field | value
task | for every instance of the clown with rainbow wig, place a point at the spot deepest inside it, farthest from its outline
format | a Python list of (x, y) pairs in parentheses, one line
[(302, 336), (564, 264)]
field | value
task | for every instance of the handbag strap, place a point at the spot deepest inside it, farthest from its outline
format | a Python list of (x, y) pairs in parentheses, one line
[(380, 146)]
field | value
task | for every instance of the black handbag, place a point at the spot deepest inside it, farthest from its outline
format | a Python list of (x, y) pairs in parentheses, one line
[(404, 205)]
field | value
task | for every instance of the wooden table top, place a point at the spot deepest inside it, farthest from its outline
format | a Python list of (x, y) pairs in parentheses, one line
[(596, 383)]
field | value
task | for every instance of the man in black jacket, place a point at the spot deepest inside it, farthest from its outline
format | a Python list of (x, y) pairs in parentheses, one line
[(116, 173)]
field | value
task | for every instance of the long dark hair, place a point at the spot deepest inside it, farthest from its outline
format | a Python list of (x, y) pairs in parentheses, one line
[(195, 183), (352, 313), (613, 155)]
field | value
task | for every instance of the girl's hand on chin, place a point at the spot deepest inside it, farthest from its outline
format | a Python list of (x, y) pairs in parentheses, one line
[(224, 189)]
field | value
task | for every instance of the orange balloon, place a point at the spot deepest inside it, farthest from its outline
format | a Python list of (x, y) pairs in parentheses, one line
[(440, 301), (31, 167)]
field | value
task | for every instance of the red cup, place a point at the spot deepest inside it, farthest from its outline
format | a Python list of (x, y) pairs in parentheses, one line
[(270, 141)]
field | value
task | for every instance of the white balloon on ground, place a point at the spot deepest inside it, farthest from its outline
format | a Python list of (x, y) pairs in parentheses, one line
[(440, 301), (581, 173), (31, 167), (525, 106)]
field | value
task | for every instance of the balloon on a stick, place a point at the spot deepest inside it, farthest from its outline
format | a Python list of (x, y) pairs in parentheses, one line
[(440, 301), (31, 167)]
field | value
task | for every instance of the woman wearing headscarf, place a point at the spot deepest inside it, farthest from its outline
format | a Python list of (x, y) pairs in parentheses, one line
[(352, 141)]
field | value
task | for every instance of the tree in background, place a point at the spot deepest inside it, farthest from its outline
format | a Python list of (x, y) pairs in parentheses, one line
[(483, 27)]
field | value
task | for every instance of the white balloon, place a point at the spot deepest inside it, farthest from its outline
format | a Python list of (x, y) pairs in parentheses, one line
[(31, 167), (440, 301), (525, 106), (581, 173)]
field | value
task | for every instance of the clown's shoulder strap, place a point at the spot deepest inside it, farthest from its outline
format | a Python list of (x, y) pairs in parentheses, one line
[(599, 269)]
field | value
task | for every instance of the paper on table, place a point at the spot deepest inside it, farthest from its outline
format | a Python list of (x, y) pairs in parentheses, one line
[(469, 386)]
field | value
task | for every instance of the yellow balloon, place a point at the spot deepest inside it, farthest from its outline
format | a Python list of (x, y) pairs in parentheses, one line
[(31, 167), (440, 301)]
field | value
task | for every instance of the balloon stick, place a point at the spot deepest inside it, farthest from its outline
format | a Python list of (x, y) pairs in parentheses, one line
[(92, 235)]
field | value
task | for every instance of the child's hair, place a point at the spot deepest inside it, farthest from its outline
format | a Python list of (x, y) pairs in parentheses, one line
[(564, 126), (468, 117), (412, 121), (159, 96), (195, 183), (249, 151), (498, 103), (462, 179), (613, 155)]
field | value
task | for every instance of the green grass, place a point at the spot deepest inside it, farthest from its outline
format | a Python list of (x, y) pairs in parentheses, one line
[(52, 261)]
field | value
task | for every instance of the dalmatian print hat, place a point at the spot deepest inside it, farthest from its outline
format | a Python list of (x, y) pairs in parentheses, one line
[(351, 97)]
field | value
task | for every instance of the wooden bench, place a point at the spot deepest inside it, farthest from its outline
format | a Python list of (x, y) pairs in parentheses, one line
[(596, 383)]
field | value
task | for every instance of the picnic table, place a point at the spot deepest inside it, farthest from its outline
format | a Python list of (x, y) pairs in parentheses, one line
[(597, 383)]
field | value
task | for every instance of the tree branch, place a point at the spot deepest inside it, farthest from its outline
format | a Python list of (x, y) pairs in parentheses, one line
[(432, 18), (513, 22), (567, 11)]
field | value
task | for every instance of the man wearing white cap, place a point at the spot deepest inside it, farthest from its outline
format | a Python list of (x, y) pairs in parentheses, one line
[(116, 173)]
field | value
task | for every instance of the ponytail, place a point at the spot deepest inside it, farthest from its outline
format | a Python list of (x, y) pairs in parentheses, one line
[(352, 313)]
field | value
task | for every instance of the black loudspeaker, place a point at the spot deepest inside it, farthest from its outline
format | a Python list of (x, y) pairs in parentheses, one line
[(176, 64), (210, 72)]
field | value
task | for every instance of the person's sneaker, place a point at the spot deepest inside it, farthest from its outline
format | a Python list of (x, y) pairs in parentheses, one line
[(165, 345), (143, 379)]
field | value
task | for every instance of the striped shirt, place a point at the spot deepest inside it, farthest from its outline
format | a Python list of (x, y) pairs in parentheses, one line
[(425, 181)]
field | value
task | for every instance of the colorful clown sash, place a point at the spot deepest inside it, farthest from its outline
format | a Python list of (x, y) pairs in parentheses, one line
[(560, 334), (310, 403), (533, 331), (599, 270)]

_ _ _ _ _

Set down the whole listing once more, exactly as it appears.

* [Exercise result]:
field | value
task | for every instance of the clown with rainbow wig, place a point at the spot deepest inside it, farthest from its outline
format | a Python list of (x, y) pairs in parentheses, one line
[(302, 336), (564, 264)]
field | value
task | for every instance of the handbag strap, place a point at the spot deepest inside it, farthest from its outline
format | a Python list of (x, y) pairs in parentheses, one line
[(380, 146)]
field | value
task | for every instance of the black handbag, place a point at the spot deepest inside it, farthest from its outline
format | a Python list of (x, y) pairs in parentheses, one line
[(404, 205)]
field | value
task | for every instance of the wooden table top, place a point at the spot deepest inside it, farthest from its outline
format | a Python list of (x, y) pairs in parentheses, one line
[(596, 383)]
field | value
task | for every instance of the man in black jacket, place a point at the spot deepest inside it, farthest from its outline
format | a Python list of (x, y) pairs in parentheses, one line
[(116, 173)]
field | value
task | for every instance of the long dark hair, place a point at the spot deepest inside it, farthest from its outline
format | a Python list of (x, y) pairs in parentheses, one line
[(195, 183), (352, 313), (613, 155)]
field | value
task | for every instance of the girl's hand on chin, place a point at the spot deepest inside it, farthest from its outline
format | a Python list of (x, y) pairs in parentheses, one line
[(224, 189)]
field | value
task | for every instance of the orange balloon, place a point at the spot deepest inside it, farthest from its outline
format | a Python list of (x, y) pairs in parentheses, one line
[(440, 301), (31, 167)]
field | value
task | for every instance of the red cup, place a point at the spot deepest inside it, farthest from its outline
format | a Python list of (x, y) pairs in parentheses, one line
[(270, 141)]
field | value
task | for every instance of the white balloon on ground, place a point at the spot deepest inside it, farthest from its outline
format | a Python list of (x, y) pairs in parentheses, one line
[(440, 301), (581, 173), (31, 167), (525, 106)]
field | value
task | for every instance of the balloon on a stick, place a point at the spot deepest inside it, farthest from its outline
format | a Python list of (x, y) pairs in parentheses, one line
[(440, 301), (31, 167)]
field | value
task | for every instance of the woman wearing headscarf, place a point at the spot deepest inside it, farthest from its outline
format | a Python list of (x, y) pairs in parentheses, one line
[(352, 141)]
field | value
task | for every instance of the tree in background, place a point at the spot deepest inside it, farthest from its outline
format | a Python list of (x, y) pairs in parentheses, one line
[(483, 27)]
field | value
task | for every instance of the white balloon, place a point at the spot deepest inside it, farthest from its outline
format | a Python list of (x, y) pairs in parentheses, one line
[(31, 167), (440, 301), (525, 106), (581, 173)]
field | value
task | for every instance of the clown's shoulder strap, place a point at the spot deepest inside it, farthest from its outline
format | a Python list of (x, y) pairs in parentheses, one line
[(599, 269)]
field | value
task | for every instance of the paper on table, place a point at the spot deepest inside it, farthest from its outline
format | a Python list of (x, y) pairs in parentheses, one line
[(469, 386)]
field | value
task | for every instance of the yellow balloon, place a point at the spot deepest inside it, farthest from its outline
format | a Python list of (x, y) pairs in parentheses, one line
[(31, 167), (440, 301)]
field | value
task | for every instance of the balloon stick, place a point at the spot deepest inside it, farthest from its outline
format | a Python list of (x, y) pairs in parentheses, one line
[(92, 235)]
field | value
task | for every instance of the child's hair, place a point at the spot deepest inside it, farthest from its outline
format | a Python list of (x, y) pairs in parentheses, one line
[(564, 126), (468, 117), (412, 121), (159, 96), (195, 183), (249, 151), (498, 103), (462, 179), (613, 155)]
field | value
task | for every instance of the green grass, place a point at the spot deepest inside it, farthest from its outline
format | a Python list of (x, y) pairs in parentheses, one line
[(52, 261)]
field | value
task | for every instance of the dalmatian print hat, place a point at the spot deepest inside it, farthest from its outline
format | a Python list of (x, y) pairs in parentheses, one line
[(351, 97)]
field | value
task | for every instance of the wooden bench, place a point at the spot deepest inside it, farthest from its outline
format | a Python list of (x, y) pairs in parentheses, one line
[(596, 383)]
field | value
task | for every instance of the picnic table, place a point at the spot deepest inside it, farthest from its outline
format | a Python list of (x, y) pairs in parentheses, one line
[(597, 383)]
field | value
task | for every instance of the tree branch, place a point at the spot deepest inside it, farthest from its outline
format | a Python list of (x, y) pairs in parentheses, one line
[(432, 18), (513, 22), (567, 11)]
field | value
task | for every instance of the man wearing white cap, place a point at the spot deepest inside it, farthest from its outline
format | a Python list of (x, y) pairs in parentheses, one line
[(116, 173)]
field | value
task | for every instance of the ponytail, place a point at the spot deepest inside it, farthest from its outline
format | a Python list of (x, y) pairs in parentheses, one line
[(352, 313)]
field | value
task | for every instance of the black loudspeaker, place a point at the spot deepest inside it, farthest from its outline
format | a Python list of (x, y) pairs in parentheses, one line
[(176, 64), (210, 72)]
field | value
task | for every instance of the person's sneaker, place a point at the spot deepest inside it, farthest from its outline
format | a Python list of (x, y) pairs in parentheses, one line
[(165, 345), (143, 379)]
field | value
task | for every instance of the striped shirt, place a point at the spot deepest inside it, farthest from its outline
format | a Python list of (x, y) pairs in parentheses, one line
[(425, 181)]
field | value
task | for every instance of the colorful clown sash, place a point at the spot deepest inside it, farthest from its outline
format | a Python list of (x, y) pairs in parentheses, one line
[(560, 334), (310, 403), (533, 331), (599, 270)]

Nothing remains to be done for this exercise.